• Work request
Filter these entries, keeping only lines that hold the word "roof".
═════ Input records ═════
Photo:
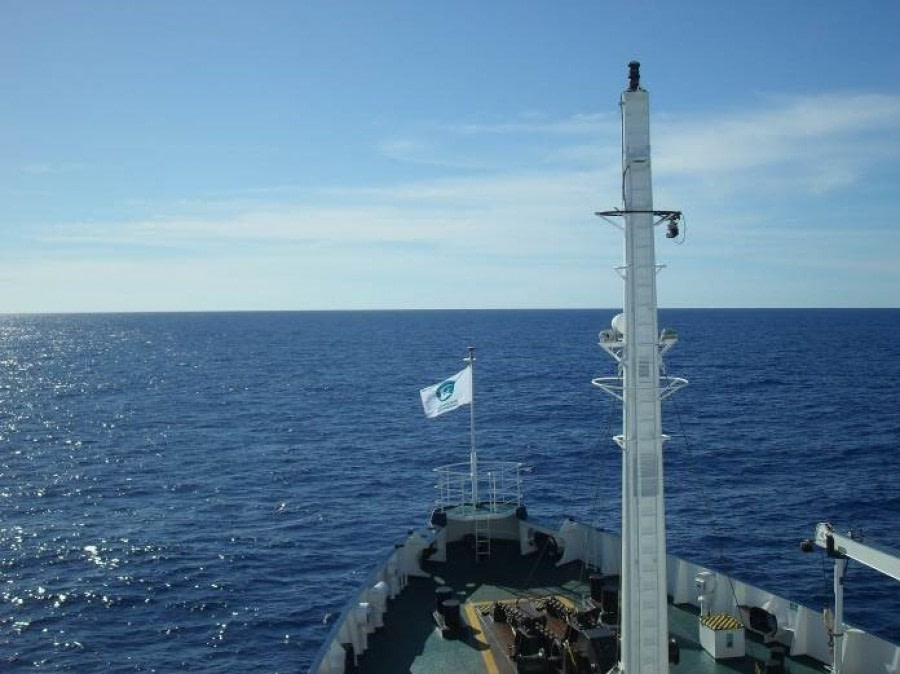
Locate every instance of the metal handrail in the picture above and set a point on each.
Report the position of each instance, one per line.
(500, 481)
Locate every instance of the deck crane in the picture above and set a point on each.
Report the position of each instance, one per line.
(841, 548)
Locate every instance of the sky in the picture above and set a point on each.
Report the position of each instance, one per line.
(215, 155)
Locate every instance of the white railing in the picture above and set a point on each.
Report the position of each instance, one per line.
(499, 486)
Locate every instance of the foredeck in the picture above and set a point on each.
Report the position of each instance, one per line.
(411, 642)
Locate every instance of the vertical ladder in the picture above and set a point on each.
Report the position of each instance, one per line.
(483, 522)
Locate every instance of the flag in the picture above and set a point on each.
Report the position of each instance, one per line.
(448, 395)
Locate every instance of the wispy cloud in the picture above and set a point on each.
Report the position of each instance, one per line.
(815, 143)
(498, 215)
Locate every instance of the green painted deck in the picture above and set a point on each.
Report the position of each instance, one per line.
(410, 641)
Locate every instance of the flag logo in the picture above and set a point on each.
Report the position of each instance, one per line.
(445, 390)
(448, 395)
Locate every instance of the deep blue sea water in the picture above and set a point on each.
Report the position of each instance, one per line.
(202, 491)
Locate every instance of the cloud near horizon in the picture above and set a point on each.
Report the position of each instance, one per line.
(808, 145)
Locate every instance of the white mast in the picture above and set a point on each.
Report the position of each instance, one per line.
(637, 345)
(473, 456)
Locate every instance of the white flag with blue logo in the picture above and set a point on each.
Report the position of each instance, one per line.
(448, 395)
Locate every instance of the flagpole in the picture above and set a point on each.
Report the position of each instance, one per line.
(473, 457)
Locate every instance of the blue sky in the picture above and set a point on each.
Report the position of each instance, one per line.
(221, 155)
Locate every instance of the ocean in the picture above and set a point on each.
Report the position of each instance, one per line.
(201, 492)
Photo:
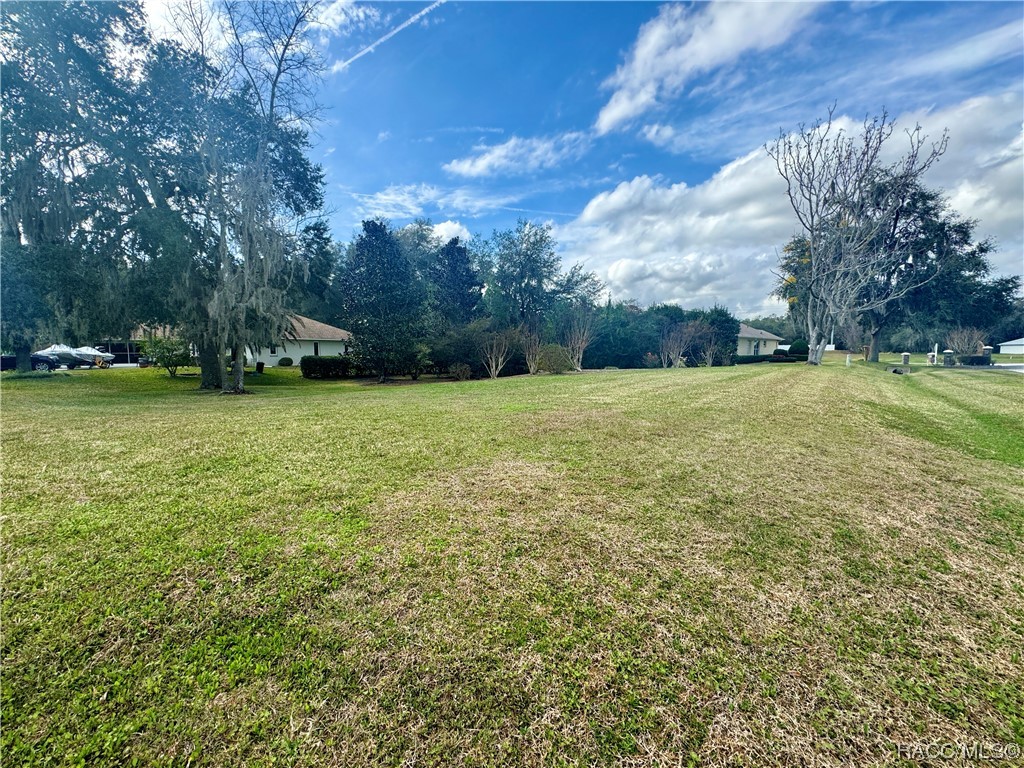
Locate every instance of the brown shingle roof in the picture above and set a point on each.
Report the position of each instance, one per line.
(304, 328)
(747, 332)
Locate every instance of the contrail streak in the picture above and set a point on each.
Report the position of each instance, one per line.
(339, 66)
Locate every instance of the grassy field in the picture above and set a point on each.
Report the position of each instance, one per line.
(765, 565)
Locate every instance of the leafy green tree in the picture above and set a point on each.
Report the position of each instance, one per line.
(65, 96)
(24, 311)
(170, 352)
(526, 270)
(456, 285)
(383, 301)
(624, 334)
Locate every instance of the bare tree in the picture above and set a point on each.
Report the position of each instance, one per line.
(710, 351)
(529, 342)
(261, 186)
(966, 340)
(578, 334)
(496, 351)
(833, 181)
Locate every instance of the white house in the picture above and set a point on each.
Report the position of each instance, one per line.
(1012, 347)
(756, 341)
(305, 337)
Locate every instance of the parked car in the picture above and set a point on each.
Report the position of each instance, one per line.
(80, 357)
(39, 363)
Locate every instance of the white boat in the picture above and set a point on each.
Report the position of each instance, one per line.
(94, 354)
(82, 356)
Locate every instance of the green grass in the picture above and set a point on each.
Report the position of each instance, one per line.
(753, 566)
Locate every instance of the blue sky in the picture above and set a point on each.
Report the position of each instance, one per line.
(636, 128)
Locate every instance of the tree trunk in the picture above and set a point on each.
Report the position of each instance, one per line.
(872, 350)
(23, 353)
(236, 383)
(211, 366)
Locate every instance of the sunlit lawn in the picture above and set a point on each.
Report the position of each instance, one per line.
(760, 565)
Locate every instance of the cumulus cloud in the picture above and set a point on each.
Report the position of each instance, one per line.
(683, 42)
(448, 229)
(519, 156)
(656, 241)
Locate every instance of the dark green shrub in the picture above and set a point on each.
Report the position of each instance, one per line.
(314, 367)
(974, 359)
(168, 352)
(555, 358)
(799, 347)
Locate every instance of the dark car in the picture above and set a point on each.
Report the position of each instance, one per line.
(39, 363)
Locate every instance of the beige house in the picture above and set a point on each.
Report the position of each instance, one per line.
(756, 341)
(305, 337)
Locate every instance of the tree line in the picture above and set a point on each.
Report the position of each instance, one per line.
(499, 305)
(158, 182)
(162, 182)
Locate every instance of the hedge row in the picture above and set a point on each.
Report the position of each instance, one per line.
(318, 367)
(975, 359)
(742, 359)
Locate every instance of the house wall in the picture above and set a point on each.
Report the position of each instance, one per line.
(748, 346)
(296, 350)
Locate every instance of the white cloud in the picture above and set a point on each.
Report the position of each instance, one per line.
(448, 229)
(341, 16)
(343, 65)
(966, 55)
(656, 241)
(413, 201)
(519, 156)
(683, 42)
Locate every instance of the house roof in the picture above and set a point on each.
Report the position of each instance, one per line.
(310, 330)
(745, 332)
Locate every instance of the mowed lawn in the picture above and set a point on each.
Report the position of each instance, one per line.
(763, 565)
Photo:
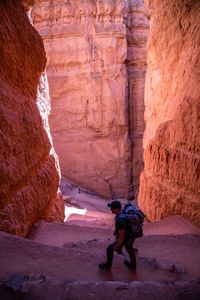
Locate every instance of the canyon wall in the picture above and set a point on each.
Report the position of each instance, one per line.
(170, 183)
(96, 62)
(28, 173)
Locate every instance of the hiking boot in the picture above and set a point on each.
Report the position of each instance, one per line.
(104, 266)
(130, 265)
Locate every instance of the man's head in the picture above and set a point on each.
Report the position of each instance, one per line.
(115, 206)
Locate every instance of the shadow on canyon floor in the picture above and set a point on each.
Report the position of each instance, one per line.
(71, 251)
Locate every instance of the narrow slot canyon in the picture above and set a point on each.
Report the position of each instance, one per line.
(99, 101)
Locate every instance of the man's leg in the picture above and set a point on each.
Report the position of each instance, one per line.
═════
• Exercise result
Locate every instance of the brown shingle roof in the picture above and set a point on each.
Locate every instance of the house roof in the picture above and set a point on each.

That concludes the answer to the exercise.